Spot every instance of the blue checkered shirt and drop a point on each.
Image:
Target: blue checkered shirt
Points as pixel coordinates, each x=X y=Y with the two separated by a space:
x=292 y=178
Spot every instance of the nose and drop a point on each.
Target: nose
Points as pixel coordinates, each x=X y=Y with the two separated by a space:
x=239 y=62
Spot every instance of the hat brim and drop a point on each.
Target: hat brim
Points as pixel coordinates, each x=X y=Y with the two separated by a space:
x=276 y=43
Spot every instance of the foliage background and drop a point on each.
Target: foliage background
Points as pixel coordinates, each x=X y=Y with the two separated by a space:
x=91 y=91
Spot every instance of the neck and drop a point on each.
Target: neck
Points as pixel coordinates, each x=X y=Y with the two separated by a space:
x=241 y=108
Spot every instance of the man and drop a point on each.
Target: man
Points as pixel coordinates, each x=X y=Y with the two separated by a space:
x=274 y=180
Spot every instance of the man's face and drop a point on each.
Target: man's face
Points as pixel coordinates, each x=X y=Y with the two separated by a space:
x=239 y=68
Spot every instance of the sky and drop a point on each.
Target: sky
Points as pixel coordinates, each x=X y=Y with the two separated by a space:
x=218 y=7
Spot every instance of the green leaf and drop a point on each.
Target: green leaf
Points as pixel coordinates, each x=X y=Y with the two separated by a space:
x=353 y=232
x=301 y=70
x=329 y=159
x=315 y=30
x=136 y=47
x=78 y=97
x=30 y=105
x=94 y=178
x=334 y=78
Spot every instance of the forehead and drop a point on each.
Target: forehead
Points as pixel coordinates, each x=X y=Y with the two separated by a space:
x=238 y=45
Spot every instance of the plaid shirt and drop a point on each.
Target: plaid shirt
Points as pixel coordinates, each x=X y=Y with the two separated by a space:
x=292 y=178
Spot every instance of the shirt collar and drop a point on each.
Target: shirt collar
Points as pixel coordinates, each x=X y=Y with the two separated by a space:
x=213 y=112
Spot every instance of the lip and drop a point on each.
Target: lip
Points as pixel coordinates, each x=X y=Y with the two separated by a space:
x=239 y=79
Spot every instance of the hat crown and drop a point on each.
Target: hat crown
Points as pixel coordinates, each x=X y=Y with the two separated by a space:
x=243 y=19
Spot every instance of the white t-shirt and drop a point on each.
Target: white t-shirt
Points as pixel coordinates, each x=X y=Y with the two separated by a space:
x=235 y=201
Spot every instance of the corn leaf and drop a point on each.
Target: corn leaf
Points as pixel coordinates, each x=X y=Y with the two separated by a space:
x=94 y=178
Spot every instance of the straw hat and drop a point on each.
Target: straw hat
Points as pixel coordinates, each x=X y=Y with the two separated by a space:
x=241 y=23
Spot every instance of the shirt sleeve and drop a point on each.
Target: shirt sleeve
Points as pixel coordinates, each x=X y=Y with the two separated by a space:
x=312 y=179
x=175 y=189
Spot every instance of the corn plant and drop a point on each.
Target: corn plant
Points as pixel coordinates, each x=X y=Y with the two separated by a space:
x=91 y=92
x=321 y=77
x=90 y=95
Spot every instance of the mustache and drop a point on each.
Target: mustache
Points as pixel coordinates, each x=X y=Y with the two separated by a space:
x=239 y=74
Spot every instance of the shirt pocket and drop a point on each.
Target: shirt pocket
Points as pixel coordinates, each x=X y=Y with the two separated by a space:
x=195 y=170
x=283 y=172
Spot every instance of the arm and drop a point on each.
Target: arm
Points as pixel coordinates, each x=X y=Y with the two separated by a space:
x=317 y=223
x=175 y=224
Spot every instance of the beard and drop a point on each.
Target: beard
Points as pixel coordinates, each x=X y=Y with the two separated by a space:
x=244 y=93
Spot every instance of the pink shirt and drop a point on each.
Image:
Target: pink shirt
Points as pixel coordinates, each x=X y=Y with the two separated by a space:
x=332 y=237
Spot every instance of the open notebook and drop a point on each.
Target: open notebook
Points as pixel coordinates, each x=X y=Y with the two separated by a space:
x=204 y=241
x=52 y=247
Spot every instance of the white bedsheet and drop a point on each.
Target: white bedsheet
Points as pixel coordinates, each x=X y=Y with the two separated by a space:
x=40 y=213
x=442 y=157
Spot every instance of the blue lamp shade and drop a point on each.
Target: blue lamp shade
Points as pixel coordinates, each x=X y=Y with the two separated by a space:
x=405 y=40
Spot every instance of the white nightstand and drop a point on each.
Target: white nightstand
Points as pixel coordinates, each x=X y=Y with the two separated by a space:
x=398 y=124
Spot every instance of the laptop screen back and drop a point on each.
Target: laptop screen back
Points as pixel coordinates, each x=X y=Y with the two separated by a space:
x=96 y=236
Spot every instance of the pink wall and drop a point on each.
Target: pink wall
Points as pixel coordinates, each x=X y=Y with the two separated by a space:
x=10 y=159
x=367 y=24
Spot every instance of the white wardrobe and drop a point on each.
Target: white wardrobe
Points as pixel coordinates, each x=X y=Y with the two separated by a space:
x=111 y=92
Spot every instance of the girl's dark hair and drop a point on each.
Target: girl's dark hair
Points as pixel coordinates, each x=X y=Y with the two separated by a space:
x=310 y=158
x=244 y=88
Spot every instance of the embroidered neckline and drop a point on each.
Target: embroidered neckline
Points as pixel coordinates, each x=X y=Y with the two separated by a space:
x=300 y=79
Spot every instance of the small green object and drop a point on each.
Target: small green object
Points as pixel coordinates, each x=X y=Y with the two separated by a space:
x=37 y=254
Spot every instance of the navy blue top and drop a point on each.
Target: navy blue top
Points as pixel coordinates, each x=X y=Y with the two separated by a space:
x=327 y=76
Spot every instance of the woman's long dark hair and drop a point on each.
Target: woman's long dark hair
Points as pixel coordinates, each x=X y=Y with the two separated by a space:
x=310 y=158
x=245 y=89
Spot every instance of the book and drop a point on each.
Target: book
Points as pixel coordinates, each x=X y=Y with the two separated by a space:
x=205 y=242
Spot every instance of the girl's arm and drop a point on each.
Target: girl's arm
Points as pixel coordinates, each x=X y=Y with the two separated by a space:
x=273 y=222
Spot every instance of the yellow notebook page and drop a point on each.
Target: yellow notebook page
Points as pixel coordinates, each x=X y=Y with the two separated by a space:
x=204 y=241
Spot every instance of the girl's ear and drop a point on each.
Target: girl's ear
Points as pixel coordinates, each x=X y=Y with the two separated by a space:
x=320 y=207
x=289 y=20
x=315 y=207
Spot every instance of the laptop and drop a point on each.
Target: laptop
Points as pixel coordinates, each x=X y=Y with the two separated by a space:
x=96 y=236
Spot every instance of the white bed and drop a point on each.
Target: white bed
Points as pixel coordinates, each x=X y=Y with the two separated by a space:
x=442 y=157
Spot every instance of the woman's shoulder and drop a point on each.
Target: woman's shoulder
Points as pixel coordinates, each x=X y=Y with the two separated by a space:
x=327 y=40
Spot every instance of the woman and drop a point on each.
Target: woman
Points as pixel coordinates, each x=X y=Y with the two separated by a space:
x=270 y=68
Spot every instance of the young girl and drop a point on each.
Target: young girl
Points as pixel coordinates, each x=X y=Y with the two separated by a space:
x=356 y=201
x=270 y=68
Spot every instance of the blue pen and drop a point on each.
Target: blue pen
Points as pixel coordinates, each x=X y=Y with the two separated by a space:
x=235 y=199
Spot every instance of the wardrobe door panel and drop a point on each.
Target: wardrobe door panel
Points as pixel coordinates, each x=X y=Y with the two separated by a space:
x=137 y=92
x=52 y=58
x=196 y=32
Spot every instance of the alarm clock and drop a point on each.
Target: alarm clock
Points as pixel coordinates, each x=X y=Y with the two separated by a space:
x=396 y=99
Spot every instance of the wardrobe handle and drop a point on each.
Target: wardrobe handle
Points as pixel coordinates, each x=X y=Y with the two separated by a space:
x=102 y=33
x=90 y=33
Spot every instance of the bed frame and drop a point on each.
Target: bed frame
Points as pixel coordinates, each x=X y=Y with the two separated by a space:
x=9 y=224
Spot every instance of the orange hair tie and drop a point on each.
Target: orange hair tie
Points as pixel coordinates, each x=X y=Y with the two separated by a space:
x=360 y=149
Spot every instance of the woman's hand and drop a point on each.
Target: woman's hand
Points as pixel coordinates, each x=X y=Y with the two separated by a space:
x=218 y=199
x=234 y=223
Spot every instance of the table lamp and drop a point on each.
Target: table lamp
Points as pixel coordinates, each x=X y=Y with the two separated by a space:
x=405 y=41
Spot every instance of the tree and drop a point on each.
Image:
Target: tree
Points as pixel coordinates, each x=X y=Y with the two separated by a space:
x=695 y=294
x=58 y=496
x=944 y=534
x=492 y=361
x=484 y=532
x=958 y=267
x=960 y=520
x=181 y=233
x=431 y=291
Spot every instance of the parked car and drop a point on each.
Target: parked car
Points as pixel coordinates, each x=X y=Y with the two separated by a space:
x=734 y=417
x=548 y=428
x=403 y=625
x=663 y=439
• • • • •
▶ [ASSIGNMENT]: Print again the lines of the entries above that fall between the line holding "Target: woman's shoulder" and the line holding "Target: blue pen", inclusive, exactly as they stand.

▶ [THE COMPLETED TASK]:
Target: woman's shoulder
Points as pixel coordinates, each x=X y=Y with the two separated by a space:
x=327 y=40
Spot every instance of the woman and drop a point on each.
Target: woman
Points as pixel coordinates, each x=X y=Y with the two separated by a space:
x=270 y=68
Spot every instance of the young girl and drop a point on each.
Target: young girl
Points as pixel coordinates, each x=X y=Y with the two separated by a space:
x=356 y=201
x=270 y=68
Spot every instance of the blue pen and drop a point on each.
Target: blue pen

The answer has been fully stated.